[Stored data — start]

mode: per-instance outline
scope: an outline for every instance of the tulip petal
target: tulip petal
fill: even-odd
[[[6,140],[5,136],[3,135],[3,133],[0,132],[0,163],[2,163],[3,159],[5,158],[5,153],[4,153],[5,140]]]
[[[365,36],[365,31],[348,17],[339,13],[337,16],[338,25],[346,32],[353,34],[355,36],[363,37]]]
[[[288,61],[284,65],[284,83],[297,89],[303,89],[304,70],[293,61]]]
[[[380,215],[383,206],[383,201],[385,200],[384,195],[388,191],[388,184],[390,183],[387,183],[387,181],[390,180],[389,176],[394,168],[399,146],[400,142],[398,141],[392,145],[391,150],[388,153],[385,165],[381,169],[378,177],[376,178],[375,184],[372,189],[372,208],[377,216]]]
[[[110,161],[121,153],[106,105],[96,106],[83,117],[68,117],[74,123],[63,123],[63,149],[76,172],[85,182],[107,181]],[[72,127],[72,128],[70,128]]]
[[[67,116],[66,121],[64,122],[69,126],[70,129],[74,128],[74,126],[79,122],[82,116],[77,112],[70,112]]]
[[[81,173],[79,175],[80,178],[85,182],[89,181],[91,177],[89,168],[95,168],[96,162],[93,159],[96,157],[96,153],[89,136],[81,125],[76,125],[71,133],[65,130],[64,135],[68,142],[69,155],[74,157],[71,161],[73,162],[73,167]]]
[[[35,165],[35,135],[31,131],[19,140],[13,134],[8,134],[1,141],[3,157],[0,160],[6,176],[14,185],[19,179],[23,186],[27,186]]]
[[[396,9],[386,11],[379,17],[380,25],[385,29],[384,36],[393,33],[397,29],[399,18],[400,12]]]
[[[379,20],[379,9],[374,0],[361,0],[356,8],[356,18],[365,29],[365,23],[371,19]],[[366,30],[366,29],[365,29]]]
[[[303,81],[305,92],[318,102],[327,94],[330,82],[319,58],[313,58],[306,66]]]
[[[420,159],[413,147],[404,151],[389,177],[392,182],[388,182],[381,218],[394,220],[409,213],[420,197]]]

[Stored data — finish]

▸ **Task details**:
Write out, exactly as shown, only the lines running from the one that contains "fill: even-odd" to the last line above.

▸ **The completed task**:
fill: even-odd
[[[6,140],[5,136],[3,135],[3,133],[0,132],[0,163],[2,163],[3,159],[5,158],[5,153],[4,153],[5,140]]]
[[[365,36],[365,31],[348,17],[339,13],[337,16],[338,25],[346,32],[353,34],[355,36],[363,37]]]
[[[288,61],[284,65],[284,83],[297,89],[303,89],[304,70],[293,61]]]
[[[380,215],[383,206],[383,201],[385,200],[384,195],[388,191],[388,184],[390,183],[387,183],[387,181],[390,180],[389,176],[394,168],[399,146],[400,142],[398,141],[392,145],[391,150],[388,153],[385,165],[381,169],[378,177],[376,178],[375,184],[372,189],[372,208],[377,216]]]
[[[110,161],[121,153],[106,105],[96,106],[83,117],[68,117],[74,123],[63,123],[63,149],[76,172],[85,182],[107,181]],[[72,127],[72,128],[70,128]]]
[[[67,116],[66,121],[64,122],[69,126],[70,129],[74,128],[74,126],[79,122],[82,116],[77,112],[70,112]]]
[[[81,173],[79,175],[80,178],[85,182],[89,181],[91,177],[89,168],[95,168],[96,162],[93,159],[96,157],[96,153],[89,136],[81,125],[76,125],[71,133],[65,130],[64,135],[68,142],[69,155],[74,157],[71,161],[73,162],[73,167]]]
[[[35,165],[35,135],[31,131],[19,140],[13,134],[8,134],[1,141],[3,157],[0,160],[6,176],[14,185],[19,179],[23,186],[27,186]]]
[[[396,9],[386,11],[379,17],[380,25],[385,29],[384,36],[393,33],[397,29],[399,18],[400,12]]]
[[[379,20],[379,9],[374,0],[361,0],[356,8],[356,18],[365,29],[365,23],[371,19]],[[366,30],[366,29],[365,29]]]
[[[303,81],[305,92],[318,102],[327,94],[330,82],[319,58],[313,58],[306,66]]]
[[[420,159],[413,147],[404,151],[389,177],[392,182],[388,182],[381,218],[394,220],[409,213],[420,197]]]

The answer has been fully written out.